[Records from a data collection]
········
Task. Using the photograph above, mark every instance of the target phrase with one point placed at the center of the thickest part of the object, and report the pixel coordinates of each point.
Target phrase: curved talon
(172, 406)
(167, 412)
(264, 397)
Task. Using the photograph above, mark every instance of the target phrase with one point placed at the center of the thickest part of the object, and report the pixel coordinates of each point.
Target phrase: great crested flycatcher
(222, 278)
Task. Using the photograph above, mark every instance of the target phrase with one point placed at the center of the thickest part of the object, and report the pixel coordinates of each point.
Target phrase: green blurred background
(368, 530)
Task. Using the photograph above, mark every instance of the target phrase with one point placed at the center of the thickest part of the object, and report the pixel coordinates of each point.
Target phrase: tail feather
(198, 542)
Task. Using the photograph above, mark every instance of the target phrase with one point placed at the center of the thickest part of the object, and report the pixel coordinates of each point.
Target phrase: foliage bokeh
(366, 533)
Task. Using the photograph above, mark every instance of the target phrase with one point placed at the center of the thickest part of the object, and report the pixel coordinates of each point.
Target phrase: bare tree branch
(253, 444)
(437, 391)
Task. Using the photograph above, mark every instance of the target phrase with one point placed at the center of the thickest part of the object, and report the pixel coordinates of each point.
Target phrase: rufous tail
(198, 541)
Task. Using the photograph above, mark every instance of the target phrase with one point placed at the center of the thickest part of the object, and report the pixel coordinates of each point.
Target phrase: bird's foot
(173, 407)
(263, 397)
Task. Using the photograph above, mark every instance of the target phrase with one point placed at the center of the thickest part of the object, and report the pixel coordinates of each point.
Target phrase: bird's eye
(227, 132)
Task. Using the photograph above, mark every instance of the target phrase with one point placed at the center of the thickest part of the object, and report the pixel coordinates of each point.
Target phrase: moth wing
········
> _Objective_
Write out every entry above, word for word.

> _The reply_
Task. Using the photograph above, mark every instance of the target phrase with one point placed at the center of the thickest part of the object, and report the pixel coordinates of each point.
Target phrase: curved talon
(172, 406)
(167, 412)
(264, 397)
Task. Using the photograph above, mark every instance of the target phrase with one point placed at the center of the thickest part of the object, and report the pixel coordinates of each point.
Target phrase: great crested flycatcher
(222, 278)
Task. Using the photograph above, mark every instance of the target phrase with one point placed at the center of the thickest part of the object, and report the pixel coordinates of each point.
Target phrase: green blurred background
(368, 530)
Task. Using the photograph above, mark every instance of the target phrase with one point placed at the center of the thickest part of the object, and report the pixel coordinates of each point.
Target phrase: tail feather
(198, 542)
Task. Using the photograph above, mark every instance of the target phrase with one point placed at the center of the thickest part of the object, and report the pixel coordinates of each point.
Target phrase: foliage bokeh
(366, 533)
Task. Using the photograph above, mark every instance of the target phrase with one point placed at the center of the thickest part of the object, and report the pixel coordinates of each point.
Target phrase: bare tree branch
(253, 444)
(437, 391)
Task. Using the photograph above, mark every instance of the target phrase with one point placed at the center of the thickest part of the object, and report the pixel coordinates of each point.
Target phrase: rufous tail
(198, 541)
Task. Using the photograph above, mark every instance of the target phrase with one point placed at the center of the thickest part of the object, and report the pixel coordinates of each point.
Target phrase: bird's foot
(173, 407)
(263, 397)
Task. Using the photograph above, mark every instance of the target phrase with one point placed at the center of the thickest part of the object, and report the pixel coordinates of each point.
Target phrase: bird's eye
(227, 132)
Task. Using the photograph above, mark every instance of the target phrase with one point placed at the center of the thickest part of the object, and report the pixel coordinates of each point.
Target phrase: moth wing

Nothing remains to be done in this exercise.